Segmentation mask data
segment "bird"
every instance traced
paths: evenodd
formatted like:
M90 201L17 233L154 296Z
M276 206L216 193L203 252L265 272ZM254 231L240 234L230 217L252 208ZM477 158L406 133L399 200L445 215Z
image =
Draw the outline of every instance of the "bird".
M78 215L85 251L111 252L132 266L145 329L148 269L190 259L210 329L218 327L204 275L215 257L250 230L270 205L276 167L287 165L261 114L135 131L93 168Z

* **Exercise requirements**:
Output the records in full. Keep every character as it is.

* **Answer for this exercise**:
segment "bird"
every instance traced
paths: evenodd
formatted like:
M90 201L17 233L154 296Z
M276 206L216 193L203 252L265 272ZM254 231L240 234L230 217L252 208ZM477 158L406 133L399 200L445 215Z
image =
Draw the outline of every instance of the "bird".
M78 215L85 251L111 252L132 266L145 329L148 269L190 259L210 329L218 327L204 275L215 257L250 230L270 205L276 167L287 165L261 114L135 131L93 168Z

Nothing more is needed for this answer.